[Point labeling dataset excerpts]
::::::::::
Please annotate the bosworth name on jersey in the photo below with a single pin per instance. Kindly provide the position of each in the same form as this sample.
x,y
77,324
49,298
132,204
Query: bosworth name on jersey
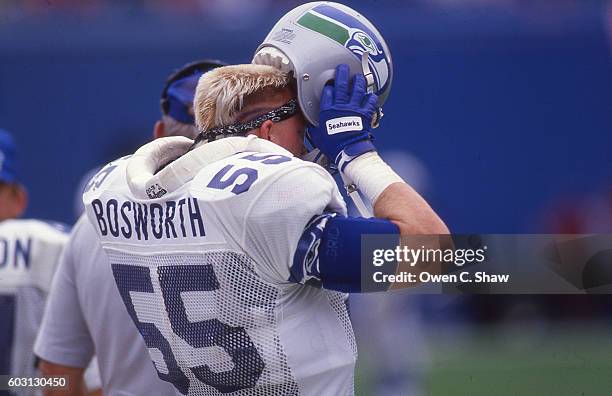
x,y
144,221
15,252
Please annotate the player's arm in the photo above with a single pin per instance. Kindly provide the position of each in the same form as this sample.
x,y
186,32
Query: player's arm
x,y
63,344
74,379
356,157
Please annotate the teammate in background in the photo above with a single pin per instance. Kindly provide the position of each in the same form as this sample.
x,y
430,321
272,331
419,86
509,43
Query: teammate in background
x,y
85,311
29,252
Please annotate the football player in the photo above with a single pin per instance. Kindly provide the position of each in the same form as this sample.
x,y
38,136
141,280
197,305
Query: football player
x,y
233,255
29,252
85,311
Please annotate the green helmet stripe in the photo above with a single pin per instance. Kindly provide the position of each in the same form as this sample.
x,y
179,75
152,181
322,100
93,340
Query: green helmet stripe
x,y
325,27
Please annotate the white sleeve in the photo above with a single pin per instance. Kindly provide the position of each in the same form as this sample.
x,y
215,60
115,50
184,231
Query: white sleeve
x,y
63,337
93,382
275,222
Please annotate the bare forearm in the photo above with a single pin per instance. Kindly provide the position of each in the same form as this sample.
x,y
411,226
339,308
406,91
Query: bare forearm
x,y
402,205
392,198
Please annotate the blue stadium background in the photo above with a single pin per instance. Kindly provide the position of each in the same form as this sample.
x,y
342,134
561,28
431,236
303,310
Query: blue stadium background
x,y
509,109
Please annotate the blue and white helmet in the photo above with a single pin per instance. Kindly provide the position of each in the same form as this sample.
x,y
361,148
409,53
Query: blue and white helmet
x,y
312,39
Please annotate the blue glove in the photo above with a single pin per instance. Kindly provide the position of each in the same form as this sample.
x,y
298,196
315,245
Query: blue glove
x,y
345,119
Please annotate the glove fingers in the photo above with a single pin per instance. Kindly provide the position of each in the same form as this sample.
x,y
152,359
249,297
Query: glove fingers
x,y
359,89
327,97
370,104
341,84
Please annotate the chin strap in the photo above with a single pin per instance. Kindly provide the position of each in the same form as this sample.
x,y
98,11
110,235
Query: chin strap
x,y
371,84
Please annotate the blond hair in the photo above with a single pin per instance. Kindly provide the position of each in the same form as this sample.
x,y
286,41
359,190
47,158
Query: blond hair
x,y
221,93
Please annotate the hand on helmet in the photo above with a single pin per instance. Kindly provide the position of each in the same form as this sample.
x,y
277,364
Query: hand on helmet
x,y
345,119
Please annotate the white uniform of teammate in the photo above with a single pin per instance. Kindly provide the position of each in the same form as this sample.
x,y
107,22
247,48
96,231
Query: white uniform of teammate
x,y
204,271
29,252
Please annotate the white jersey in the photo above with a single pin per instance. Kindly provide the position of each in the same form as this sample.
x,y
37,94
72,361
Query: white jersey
x,y
29,252
204,271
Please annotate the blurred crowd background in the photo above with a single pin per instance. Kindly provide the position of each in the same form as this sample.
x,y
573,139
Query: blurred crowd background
x,y
500,114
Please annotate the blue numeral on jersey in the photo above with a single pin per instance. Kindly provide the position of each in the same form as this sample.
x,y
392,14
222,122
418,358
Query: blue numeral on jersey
x,y
220,183
136,278
248,364
268,159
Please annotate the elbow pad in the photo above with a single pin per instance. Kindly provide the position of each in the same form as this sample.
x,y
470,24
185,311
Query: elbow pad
x,y
329,252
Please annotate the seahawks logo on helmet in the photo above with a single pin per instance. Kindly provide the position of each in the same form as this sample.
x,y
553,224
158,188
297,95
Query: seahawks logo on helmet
x,y
359,43
352,34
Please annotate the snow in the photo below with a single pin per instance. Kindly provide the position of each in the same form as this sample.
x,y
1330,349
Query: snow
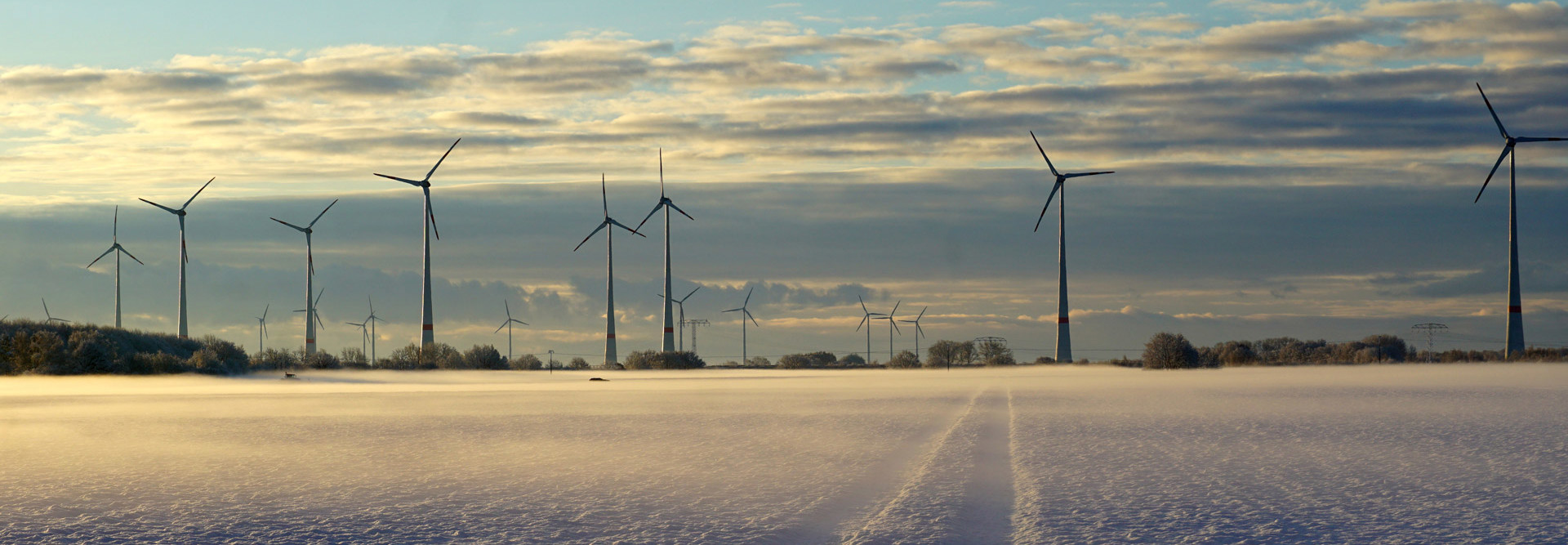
x,y
1401,454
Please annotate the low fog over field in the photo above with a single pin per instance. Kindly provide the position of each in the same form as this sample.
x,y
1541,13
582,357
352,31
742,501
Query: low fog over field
x,y
1032,454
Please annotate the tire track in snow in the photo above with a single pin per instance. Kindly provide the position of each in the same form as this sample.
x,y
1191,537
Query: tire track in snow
x,y
963,489
831,520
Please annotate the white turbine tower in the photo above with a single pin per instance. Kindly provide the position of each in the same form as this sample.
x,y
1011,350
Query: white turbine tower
x,y
666,203
1063,335
608,270
744,316
49,318
867,324
681,305
429,333
118,250
918,332
184,328
261,330
1515,310
310,275
507,324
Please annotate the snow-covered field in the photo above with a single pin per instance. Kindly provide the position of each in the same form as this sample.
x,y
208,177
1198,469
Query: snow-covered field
x,y
1411,454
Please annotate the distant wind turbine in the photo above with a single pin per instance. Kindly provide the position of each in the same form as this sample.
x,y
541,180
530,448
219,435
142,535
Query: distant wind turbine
x,y
918,332
1515,310
118,250
429,328
261,330
867,324
744,316
681,305
184,330
507,324
666,203
310,275
608,269
1063,335
51,318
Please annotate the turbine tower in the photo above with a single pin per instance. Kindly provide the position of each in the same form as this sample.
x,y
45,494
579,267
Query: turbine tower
x,y
1063,335
1515,311
261,330
744,316
608,270
49,318
118,250
681,305
867,324
507,324
184,328
666,203
918,332
310,277
429,328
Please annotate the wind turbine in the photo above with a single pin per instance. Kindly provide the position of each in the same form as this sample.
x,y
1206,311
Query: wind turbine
x,y
429,335
311,313
507,324
1063,335
261,330
310,275
918,332
608,269
51,318
867,324
118,250
372,319
744,316
681,303
1515,311
184,330
891,327
666,203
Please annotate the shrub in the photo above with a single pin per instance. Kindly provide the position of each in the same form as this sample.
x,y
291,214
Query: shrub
x,y
903,360
1167,351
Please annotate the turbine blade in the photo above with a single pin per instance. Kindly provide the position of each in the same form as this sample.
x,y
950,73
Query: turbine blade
x,y
198,192
438,162
165,208
295,226
1048,206
400,180
590,236
1043,153
1504,132
649,216
1493,172
95,261
683,212
127,253
323,212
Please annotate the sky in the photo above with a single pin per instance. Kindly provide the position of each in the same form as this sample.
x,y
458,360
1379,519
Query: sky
x,y
1281,168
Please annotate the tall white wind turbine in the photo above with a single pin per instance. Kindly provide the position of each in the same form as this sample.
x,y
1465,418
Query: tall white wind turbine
x,y
744,316
118,250
184,328
429,328
608,270
867,324
681,306
507,324
666,203
1515,342
1063,335
310,277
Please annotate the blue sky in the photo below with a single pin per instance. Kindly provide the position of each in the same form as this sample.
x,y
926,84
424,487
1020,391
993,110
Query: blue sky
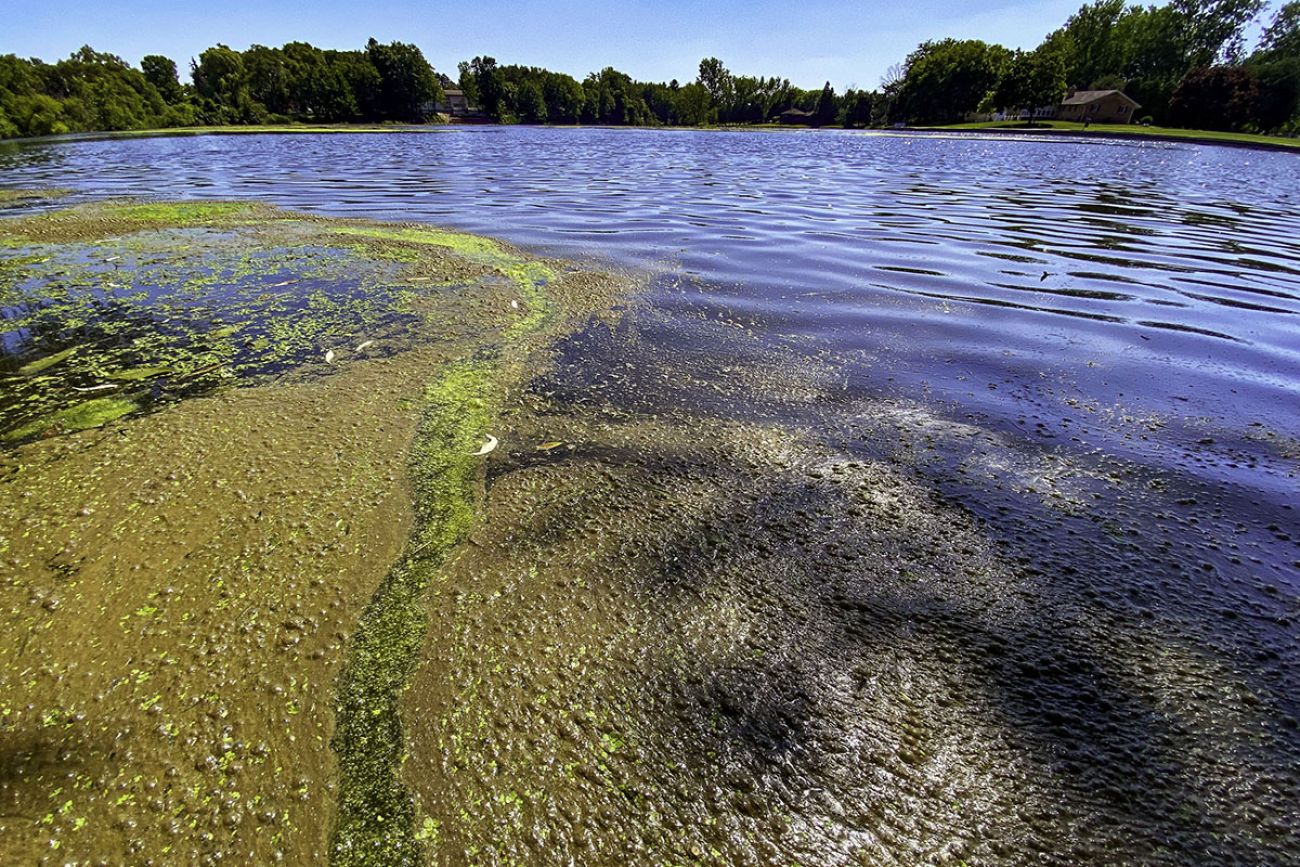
x,y
850,43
::::::::::
Set down nothing but the lines from the one containing "Please annotate the shrub" to the final line above, both included, with every picture left out.

_FINAL RESULT_
Please annotate the shrub in the photo above with a single pin per instance. Kindly provide the position of each in the same form as this sample.
x,y
291,214
Query: shrub
x,y
903,360
1167,351
Please annotate the turbine blade in the photo above with a single pin per instance. Kindly provide the position of each in the same form as this sample.
x,y
950,73
Query: turbine blade
x,y
198,192
438,162
165,208
295,226
1048,206
400,180
590,236
1043,153
1504,132
649,216
1493,172
95,261
683,212
127,253
323,212
Please annotate the sky in the photo above with a single pin per instance. Kindly provide the position of each in the same form as this sample.
x,y
458,360
1379,519
Query: sky
x,y
1281,168
Please annotate the tall white wind turbine in the photo above with a single pin per instance. Kindly provide the position of each in the same form as this sample.
x,y
1465,418
Query: tall white wind turbine
x,y
744,316
118,250
184,328
429,328
608,270
867,324
681,306
507,324
666,203
1515,342
1063,335
310,277
Please annotate the blue sky in the photo below with a single pin per instance. Kindly provide the position of each in the same form as this sample.
x,y
926,84
424,487
1020,391
993,110
Query: blue sky
x,y
850,43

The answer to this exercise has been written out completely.